▶ [Task list]
(A) In the text on motion-induced blindness, in what year was Troxler's fading discovered?
(B) Continue the text on motion-induced blindness from the point where it stops.

Motion Induced Blindness (MIB), also known as Bonneh's illusion is a visual illusion in which a large, continuously moving pattern erases from perception some small, continuously presented, stationary dots when one looks steadily at the center of the display. It was discovered by Bonneh, Cooperman, and Sagi (2001), who used a swarm of blue dots moving on a virtual sphere as the larger pattern and three small yellow dots as the smaller pattern. They found that after about 10 seconds, one or more of the dots disappeared for brief, random times.[2]
The illustrated version is a reproduction of an MIB display used by Michael Bach (2002).[3] Bach replaced the 3D swarm of blue dots with a flat, rotating matrix of blue crosses and added a central, green, flashing dot for people to keep their eyes on. This produces robust disappearances of the yellow dots.
Bonnh et al. attributed the causes of the illusion to attentional mechanisms, arguing that the visual system operates in a winner-takes-all manner.[2]
Related illusions
Disappearances of easily visible, stationary patterns presented to one eye can happen when a different pattern is presented to the other eye—binocular rivalry, discovered in 1593.[4] This also happens when the other eye's pattern is moving.[5][6]
Similar, but weaker disappearances happen when the two patterns are both presented to one or to both eyes—monocular rivalry, discovered in 1898. Moreover, easily visible stationary patterns that are away from where one looks can disappear with steady fixation—Troxler's fading, discovered in 1804. Other related illusions are flash suppression and motion-induced interocular suppression.
Causes
Interhemispheric Switch
There is a correlation between an individual's switch rate during binocular rivalry and the rate of disappearance and reappearance in MIB in the same individual.[7] This is most evident when the investigation involves an adequate sample from the 8-10X range of switch rates in the human population. In addition, TMS, Transcranial Magnetic Stimulation interruption of the MIB cycle is specific jointly, for both the hemisphere receiving the TMS pulse and the phase of the MIB cycle, with the disappearance phase susceptible to interruption via Left hemisphere TMS and the reappearance phase susceptible to Right hemisphere interruption.[8] In this way, MIB is like binocular rivalry, where hemispheric manipulations using caloric vestibular stimulation (or TMS) also require the correct combination of cerebral hemisphere and phase (1/4 possibilities).[9]
From these observations, it can be argued that MIB is an interhemispheric switching phenomenon, an unexpected member of the class of rhythmic, biphasic, perceptual rivalries such as binocular rivalry and plaid motion rivalry.[9] In this formulation, the disappearance in MIB can be understood in terms of the cognitive style of the Left hemisphere, which chooses a single possibility from the many, and ignores or "denies" the others (denial being one of the characteristic defence mechanisms of the Left, which becomes exaggerated in the Left hemisphere bias of mania). MIB reappearance is attributable to the Right hemisphere, whose "discrepancy detector" cognitive style assesses all possibilities, and therefore disagrees with the biased decision to ignore the bright yellow stimulus.[10] A corollary of this formulation is a predictable connection between MIB and mood, which was successfully tested on thousands of viewers watching ABC TV's Catalyst Program in Australia, where longer disappearance phases were observed in euphoric individuals and very short, or absent, disappearances were a feature of the dysphoria of stress, trauma and depression.

▶ [Data]
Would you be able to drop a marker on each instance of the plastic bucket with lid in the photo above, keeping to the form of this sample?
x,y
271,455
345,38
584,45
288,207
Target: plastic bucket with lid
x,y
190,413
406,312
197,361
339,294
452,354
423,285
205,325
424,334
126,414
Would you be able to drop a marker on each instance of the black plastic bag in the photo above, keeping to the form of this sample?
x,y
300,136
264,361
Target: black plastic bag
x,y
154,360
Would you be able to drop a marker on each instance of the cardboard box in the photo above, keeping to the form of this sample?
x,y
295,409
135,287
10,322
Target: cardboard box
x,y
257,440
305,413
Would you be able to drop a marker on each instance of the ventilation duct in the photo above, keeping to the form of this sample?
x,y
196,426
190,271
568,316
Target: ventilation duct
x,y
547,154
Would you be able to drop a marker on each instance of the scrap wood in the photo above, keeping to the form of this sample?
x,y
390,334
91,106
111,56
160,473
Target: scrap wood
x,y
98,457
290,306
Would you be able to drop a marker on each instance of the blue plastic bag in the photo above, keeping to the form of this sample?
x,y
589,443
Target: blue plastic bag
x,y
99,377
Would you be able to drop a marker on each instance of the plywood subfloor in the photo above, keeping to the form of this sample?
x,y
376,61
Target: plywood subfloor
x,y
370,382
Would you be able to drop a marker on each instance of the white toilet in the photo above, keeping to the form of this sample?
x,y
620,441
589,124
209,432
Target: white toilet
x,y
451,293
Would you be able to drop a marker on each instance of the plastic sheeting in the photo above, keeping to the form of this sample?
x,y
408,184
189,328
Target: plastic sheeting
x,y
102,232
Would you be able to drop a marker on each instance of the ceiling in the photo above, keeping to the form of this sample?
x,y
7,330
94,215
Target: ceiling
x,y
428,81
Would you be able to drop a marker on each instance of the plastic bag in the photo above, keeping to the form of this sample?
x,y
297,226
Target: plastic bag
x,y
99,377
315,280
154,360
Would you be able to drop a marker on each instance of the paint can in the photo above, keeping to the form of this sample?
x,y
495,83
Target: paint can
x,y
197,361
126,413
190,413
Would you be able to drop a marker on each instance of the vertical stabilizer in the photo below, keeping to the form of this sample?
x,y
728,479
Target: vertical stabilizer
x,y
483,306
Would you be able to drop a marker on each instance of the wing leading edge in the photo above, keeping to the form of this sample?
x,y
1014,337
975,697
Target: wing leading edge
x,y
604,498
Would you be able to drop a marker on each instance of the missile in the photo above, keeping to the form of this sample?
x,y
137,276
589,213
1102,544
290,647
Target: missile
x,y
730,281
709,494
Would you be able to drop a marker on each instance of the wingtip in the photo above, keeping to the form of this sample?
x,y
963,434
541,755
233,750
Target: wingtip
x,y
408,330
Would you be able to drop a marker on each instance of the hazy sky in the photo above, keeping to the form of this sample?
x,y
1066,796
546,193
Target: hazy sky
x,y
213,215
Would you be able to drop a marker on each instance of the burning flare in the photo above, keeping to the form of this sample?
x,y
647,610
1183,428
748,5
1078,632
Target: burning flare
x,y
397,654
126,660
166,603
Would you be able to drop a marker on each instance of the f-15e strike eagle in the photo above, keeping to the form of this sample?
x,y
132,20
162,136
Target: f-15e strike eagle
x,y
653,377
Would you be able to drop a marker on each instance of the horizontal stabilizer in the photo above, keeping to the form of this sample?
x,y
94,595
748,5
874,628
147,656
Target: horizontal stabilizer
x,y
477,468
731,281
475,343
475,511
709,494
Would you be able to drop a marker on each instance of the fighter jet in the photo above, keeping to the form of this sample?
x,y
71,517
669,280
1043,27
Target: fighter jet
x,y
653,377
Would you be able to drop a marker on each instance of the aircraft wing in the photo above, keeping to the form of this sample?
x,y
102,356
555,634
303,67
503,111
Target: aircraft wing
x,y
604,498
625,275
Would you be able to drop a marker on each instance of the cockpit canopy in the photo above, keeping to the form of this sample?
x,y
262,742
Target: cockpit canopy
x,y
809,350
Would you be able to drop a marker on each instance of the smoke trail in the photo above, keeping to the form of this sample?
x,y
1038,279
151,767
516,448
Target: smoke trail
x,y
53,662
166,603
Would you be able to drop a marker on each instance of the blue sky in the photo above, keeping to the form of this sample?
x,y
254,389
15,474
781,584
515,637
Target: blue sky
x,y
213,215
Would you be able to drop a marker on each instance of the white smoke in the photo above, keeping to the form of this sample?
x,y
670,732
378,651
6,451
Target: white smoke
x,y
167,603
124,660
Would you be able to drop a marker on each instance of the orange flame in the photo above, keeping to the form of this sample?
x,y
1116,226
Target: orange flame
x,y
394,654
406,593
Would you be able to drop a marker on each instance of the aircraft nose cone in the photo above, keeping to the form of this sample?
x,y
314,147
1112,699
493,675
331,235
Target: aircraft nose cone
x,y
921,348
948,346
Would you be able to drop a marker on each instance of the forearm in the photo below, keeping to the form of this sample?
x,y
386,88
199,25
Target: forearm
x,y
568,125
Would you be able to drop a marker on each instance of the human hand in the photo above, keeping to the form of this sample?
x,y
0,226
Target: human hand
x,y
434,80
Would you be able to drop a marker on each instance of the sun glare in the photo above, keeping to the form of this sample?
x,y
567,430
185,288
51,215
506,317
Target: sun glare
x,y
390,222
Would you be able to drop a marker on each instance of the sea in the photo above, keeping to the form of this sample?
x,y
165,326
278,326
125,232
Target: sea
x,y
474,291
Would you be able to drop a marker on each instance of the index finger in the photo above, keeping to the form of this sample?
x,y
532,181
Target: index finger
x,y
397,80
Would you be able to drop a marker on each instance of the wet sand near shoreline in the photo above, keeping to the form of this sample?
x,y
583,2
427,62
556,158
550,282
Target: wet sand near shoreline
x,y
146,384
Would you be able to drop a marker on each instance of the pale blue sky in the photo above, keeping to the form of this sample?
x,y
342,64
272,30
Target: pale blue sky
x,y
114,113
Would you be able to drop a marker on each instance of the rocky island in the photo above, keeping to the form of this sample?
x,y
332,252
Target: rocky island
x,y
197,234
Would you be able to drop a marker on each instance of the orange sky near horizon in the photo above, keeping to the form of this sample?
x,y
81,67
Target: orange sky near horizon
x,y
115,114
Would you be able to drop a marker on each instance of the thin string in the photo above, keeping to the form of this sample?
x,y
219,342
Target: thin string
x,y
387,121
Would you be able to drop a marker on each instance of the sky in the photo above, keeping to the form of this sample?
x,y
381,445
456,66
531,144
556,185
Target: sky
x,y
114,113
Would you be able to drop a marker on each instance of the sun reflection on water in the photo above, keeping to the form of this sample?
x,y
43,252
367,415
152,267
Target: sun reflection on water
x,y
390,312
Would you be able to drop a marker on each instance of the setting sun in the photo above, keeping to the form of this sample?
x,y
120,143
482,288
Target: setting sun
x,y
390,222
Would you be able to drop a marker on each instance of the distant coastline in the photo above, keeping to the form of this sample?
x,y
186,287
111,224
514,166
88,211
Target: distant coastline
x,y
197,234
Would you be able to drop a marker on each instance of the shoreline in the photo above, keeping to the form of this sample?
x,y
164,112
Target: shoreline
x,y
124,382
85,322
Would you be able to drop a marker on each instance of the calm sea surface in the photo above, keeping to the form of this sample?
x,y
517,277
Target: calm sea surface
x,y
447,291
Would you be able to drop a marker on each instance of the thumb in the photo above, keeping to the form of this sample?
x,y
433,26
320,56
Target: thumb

▶ [Exercise responses]
(A) 1804

(B)
Surface completion
Numerous psychophysical findings emphasize the importance of surface completion and depth cues in visual perception. Thus, if MIB is affected by these factors it will regulate in accordance to simple occlusion principles. In their study, Graf et al. (2002) stereoscopically presented a moving grid stimulus set behind, in front of, or in the same plane as the static dots. They then showed involuntary completion of the grid elements into a surface interacting with the static targets - creating an illusion of occlusion.[11] When the grid appeared in front of the targets the proportion of disappearance was larger than when it was behind or on the same plane. Although to a lesser extent, MIB did nonetheless occur in the conditions where the perceptual occlusion was not taking place (targets were in front of the mask).
The effect of interposition and perceived depth on target disappearance in MIB was also shown in a study done by Hsu et al. (2010) where a concave target appearing behind its surrounding disappeared more frequently than a convex one appearing in front of the mask.[12] These effects, albeit being less significant, were replicated in similar settings without the use of motion.
The above experiments show that surface completion and simple occlusion precepts can predictably modulate MIB. However. they do not explain the origin of MIB, and may only be evoking other processes contingent upon it. Moreover, the surface completion theory does not explain the role of motion in this phenomenon.
Perceptual filling-in
Hsu et al. (2004) compared MIB to a similar phenomenon of perceptual filling-in (PFI), which likewise reveals a striking dissociation between the percept and the sensory input.[13] They describe both as visual attributes which are perceived in a certain region of the visual field regardless of being in the background (in the same manner as colour, brightness or texture) thus inducing target disappearance. They argue that because in both MIB and PFI the disappearance, or the incorporation of the background motion stimuli, becomes more profound with an increase in eccentricity, with a decrease in contrast, and when perceptual grouping with other stimuli is controlled for. The two illusions are very likely to be a result of intermutual processes. Since MBI and PFI show to be structurally similar, it seems plausible that MIB can be a phenomenon responsible for completing missing information across the blind spot and scotomas where motion is involved.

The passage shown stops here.